Task statement> Restate the records in full, keeping every word as it is.
=== Exercise input ===
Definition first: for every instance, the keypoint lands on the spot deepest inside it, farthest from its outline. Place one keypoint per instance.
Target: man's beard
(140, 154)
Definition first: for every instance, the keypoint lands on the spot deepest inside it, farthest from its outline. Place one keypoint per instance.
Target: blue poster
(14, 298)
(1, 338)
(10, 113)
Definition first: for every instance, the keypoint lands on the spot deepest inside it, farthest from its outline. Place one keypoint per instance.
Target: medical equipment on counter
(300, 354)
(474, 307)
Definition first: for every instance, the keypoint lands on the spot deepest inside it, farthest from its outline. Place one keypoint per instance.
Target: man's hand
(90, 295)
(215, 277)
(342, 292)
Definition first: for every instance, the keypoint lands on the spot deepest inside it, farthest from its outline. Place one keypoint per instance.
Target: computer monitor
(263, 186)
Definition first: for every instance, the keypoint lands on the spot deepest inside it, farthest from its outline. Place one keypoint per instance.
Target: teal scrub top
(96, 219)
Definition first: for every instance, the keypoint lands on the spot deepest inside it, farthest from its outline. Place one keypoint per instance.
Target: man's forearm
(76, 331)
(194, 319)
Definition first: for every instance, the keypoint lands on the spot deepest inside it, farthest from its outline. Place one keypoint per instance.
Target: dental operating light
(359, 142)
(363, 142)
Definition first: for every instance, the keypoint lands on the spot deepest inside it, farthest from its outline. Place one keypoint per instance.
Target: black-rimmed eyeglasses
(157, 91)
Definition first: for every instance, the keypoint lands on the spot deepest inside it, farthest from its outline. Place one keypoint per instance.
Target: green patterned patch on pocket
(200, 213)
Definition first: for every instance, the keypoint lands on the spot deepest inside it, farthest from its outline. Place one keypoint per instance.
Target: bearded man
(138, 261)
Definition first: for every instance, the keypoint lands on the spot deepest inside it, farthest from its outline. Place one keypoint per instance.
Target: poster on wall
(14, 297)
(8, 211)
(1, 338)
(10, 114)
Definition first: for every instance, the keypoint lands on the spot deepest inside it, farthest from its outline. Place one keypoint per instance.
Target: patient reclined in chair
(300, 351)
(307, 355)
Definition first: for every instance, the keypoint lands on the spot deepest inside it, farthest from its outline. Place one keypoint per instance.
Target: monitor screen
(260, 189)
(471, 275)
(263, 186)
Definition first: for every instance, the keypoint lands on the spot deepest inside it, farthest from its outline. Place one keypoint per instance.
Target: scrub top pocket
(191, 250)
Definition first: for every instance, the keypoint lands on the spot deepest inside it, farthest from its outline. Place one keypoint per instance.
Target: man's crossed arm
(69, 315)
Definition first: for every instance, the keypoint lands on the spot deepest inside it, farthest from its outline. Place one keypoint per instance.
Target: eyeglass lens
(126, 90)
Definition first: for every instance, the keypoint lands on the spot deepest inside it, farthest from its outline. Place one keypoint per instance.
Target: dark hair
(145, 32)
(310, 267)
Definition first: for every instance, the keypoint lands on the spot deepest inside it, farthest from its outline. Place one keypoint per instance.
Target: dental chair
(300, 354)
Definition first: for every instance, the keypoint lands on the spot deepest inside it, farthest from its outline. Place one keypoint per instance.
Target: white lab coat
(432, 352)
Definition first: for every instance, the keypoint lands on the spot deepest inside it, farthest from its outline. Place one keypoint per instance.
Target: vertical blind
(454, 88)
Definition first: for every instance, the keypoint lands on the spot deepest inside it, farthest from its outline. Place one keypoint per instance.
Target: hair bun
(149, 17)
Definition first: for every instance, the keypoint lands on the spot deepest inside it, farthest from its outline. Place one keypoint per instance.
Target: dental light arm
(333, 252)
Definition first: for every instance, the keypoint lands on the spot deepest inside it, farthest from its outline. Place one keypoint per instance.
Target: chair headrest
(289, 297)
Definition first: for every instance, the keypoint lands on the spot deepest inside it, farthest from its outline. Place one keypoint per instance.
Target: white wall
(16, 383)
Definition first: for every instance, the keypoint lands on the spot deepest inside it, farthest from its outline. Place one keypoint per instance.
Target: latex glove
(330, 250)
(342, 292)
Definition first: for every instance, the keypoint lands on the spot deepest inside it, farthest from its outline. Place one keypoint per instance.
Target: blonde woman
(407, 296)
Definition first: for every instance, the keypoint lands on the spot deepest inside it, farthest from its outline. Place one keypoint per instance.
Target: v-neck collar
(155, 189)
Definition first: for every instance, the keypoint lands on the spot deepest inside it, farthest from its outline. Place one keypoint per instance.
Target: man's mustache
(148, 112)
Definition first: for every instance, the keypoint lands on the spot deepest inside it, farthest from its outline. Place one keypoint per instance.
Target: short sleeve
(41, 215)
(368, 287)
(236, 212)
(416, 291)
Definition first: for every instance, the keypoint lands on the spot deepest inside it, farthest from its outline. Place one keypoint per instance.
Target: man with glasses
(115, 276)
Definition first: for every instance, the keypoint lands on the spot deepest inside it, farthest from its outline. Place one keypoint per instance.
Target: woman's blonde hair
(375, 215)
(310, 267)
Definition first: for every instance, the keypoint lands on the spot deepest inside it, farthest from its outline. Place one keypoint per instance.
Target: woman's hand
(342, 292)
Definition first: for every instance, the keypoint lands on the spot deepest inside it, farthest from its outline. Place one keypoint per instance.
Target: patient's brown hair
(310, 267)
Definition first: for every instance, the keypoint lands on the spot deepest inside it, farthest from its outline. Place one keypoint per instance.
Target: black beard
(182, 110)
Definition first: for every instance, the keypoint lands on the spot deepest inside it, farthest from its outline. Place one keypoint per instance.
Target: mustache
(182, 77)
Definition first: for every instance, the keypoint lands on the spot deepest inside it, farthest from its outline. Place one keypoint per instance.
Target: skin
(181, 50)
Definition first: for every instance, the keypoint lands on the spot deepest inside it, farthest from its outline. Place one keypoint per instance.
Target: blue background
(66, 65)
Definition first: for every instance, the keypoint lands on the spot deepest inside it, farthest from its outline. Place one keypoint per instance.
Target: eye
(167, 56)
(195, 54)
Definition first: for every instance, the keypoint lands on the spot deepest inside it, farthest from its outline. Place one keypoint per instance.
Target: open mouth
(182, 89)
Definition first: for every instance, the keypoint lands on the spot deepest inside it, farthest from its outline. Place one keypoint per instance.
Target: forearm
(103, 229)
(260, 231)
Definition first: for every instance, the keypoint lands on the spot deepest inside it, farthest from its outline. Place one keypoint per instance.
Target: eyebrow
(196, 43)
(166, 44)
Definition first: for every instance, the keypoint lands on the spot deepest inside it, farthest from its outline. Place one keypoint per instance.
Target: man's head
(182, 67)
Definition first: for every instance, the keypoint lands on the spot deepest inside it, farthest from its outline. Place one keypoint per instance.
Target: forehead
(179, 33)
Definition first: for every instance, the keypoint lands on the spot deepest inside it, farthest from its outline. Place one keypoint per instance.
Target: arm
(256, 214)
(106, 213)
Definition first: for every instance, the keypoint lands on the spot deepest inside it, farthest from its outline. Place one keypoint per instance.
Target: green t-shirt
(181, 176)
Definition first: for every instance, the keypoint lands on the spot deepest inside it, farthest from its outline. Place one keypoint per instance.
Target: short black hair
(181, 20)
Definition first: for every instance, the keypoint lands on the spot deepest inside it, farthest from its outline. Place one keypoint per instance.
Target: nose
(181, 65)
===
Problem solution>
Definition first: for every instance, the keypoint lands on the spot deepest inside it, farthest from its outline. Place one keypoint per instance.
Target: man's beard
(140, 154)
Definition first: for every instance, the keypoint lands on the spot deepest inside it, farthest from its outline. Place one keypoint per instance.
Target: blue poster
(14, 298)
(1, 338)
(10, 113)
Definition first: for every instance, the keypoint lands on the spot deepest inside it, farthest from its outline. Place one keypoint per instance.
Target: medical equipment on counter
(300, 354)
(474, 307)
Definition first: for every instance, the keypoint lands on the spot deepest inside it, farthest from its outline. Place one keypoint per instance.
Target: man's hand
(90, 295)
(215, 277)
(342, 292)
Definition first: for every instance, the keypoint lands on the spot deepest inside it, farthest from its outline. Place one keypoint per instance.
Target: computer monitor
(263, 186)
Definition first: for every instance, the keypoint lands on the spot deepest inside it, farthest from its outline. Place one keypoint per instance.
Target: teal scrub top
(96, 219)
Definition first: for every instance, the keypoint lands on the spot deepest inside it, farthest from its outline. Place one keypoint per instance.
Target: man's forearm
(76, 331)
(194, 319)
Definition first: for every instance, the keypoint lands on the spot deepest inside it, farthest from its outline. Place one keypoint per instance.
Target: dental operating light
(359, 142)
(363, 142)
Definition first: for every instance, the keypoint lands on the spot deepest inside it, farthest from its outline. Place one keypoint per instance.
Target: black-rimmed eyeglasses
(157, 91)
Definition first: for every instance, the keypoint lands on the spot deepest inside it, farthest from its outline. Place one keypoint per instance.
Target: green patterned patch on pocket
(200, 213)
Definition first: for every instance, the keypoint lands on the spot deepest inside it, farthest from its outline. Place one keypoint per instance.
Target: bearded man
(138, 261)
Definition first: for every instance, the keypoint lands on the spot deepest inside it, farthest from its outline. Place one keypoint per instance.
Target: poster on wall
(14, 297)
(8, 211)
(1, 338)
(10, 114)
Definition first: for every instance, the keypoint lands on the spot deepest inside it, farthest from its outline. Place one keypoint per instance.
Target: patient reclined in chair
(300, 351)
(307, 355)
Definition first: for every instance, the keypoint lands on the spot deepest inside it, farthest from its outline. Place one keypoint per instance.
Target: monitor screen
(260, 189)
(471, 275)
(263, 186)
Definition first: for every instance, the keypoint lands on the spot deepest inside it, farthest from its outline. Place one keypoint per instance.
Target: scrub top pocket
(191, 250)
Definition first: for every instance, the keypoint lands on the spot deepest inside it, farthest from its outline. Place one keypoint per instance.
Target: man's crossed arm
(69, 315)
Definition first: for every instance, the keypoint lands on the spot deepest inside it, farthest from its outline. Place one keypoint per instance.
Target: eyeglass lens
(126, 90)
Definition first: for every instance, the keypoint lands on the spot deepest inside it, farthest from its outline. Place one keypoint per instance.
Target: dark hair
(145, 32)
(310, 267)
Definition first: for every instance, the keypoint lands on the spot deepest inside it, farthest from its outline. Place one keypoint per instance.
Target: dental chair
(300, 354)
Definition first: for every instance, the keypoint lands on the spot deepest inside it, farthest from its outline. Place one keypoint per instance.
Target: white lab coat
(432, 352)
Definition first: for every instance, the keypoint lands on the spot deepest inside it, farthest from its outline. Place one keypoint per instance.
Target: vertical blind
(454, 88)
Definition first: for every instance, the keypoint lands on the spot deepest inside it, farthest from its outline. Place one keypoint per instance.
Target: hair bun
(149, 17)
Definition first: for every instance, the keypoint lands on the spot deepest inside it, farthest from its outline. Place one keypoint per instance.
Target: dental light arm
(333, 252)
Definition first: for every instance, the keypoint lands on the spot deepest inside it, farthest from its outline. Place one keypoint per instance.
Target: chair headrest
(289, 297)
Definition first: for every instance, the keypoint lands on the spot deepest inside it, farthest from its outline. Place one keypoint per instance.
Target: white wall
(16, 383)
Definition first: for every instance, the keypoint lands on the spot deepest inside it, farthest from its outline. Place one keypoint per instance.
Target: latex glove
(330, 250)
(342, 292)
Definition first: for every instance, the keypoint lands on the spot deepest inside it, farthest from its outline. Place one keypoint per instance.
Target: blonde woman
(407, 296)
Definition first: for every instance, the keypoint lands on the spot deepest inside it, farthest from its outline. Place one keypoint per instance.
Target: v-neck collar
(155, 189)
Definition first: for every instance, the keypoint lands on the spot deepest inside it, farthest from its outline. Place one keypoint per instance.
Target: man's mustache
(148, 112)
Definition first: for every instance, the keypoint lands on the spot deepest inside it, farthest from its outline. Place one keypoint per instance.
Target: short sleeve
(41, 215)
(368, 287)
(236, 212)
(416, 291)
Definition first: for every instance, the keypoint lands on the spot deepest inside it, farthest from its outline. Place one keypoint per instance.
Target: man with glasses
(115, 276)
Definition first: for every instance, the keypoint lands on the spot deepest inside it, farthest from its outline. Place one keypoint per instance.
Target: woman's blonde hair
(375, 215)
(310, 267)
Definition first: for every instance, the keypoint lands on the spot deepest inside it, farthest from its outline. Place one keypoint per instance.
Target: woman's hand
(342, 292)
Definition first: for every instance, the keypoint lands on the spot deepest inside it, farthest from its outline. Place one keypoint per instance.
Target: patient's brown hair
(310, 267)
Definition first: for every instance, the keypoint lands on the spot deepest inside it, farthest from its outline. Place one keypoint per instance.
Target: black beard
(182, 110)
Definition first: for every instance, the keypoint lands on the spot deepest inside it, farthest from its outline. Place one keypoint per instance.
Target: mustache
(182, 77)
Definition first: for every instance, the keypoint lands on the spot deepest inside it, farthest from its outline. Place one keypoint per instance.
Target: skin
(181, 50)
Definition first: for every instance, the keypoint lands on the spot deepest inside it, farthest from its outline. Place one keypoint per instance.
Target: blue background
(66, 65)
Definition first: for every instance, the keypoint lands on the spot deepest inside it, farthest from its outline. Place one keypoint per instance.
Target: eye
(167, 56)
(195, 54)
Definition first: for every instance, the keypoint lands on the spot deepest inside it, farthest from its outline. Place one keypoint per instance.
Target: open mouth
(182, 89)
Definition first: for every instance, the keypoint lands on the spot deepest inside it, farthest from its outline. Place one keypoint per instance.
Target: forearm
(103, 229)
(260, 231)
Definition first: for every instance, the keypoint lands on the spot deepest inside it, farthest from its outline. Place one keypoint per instance.
Target: eyebrow
(196, 43)
(166, 44)
Definition first: for every instance, the keypoint lands on the spot deepest inside it, farthest from its outline. Place one keypoint per instance.
Target: man's head
(182, 67)
Definition first: for every instance, the keypoint lands on the spot deepest inside it, farthest from its outline. Place one keypoint per instance.
Target: forehead
(179, 33)
Definition first: for every instance, the keypoint lands on the spot deepest inside it, farthest from its outline. Place one keypoint per instance.
Target: arm
(256, 214)
(106, 213)
Definition first: for every instance, the keypoint lands on the spot deepest inside it, farthest from its outline. Place one keypoint per instance.
Target: green t-shirt
(181, 176)
Definition first: for every instance, the keypoint lands on the spot deepest inside it, farthest from its outline. Place one keypoint per instance.
Target: short black hair
(181, 20)
Definition first: for every instance, the keypoint lands on the spot deepest inside it, farthest from its outline. Place one keypoint per instance.
Target: nose
(181, 65)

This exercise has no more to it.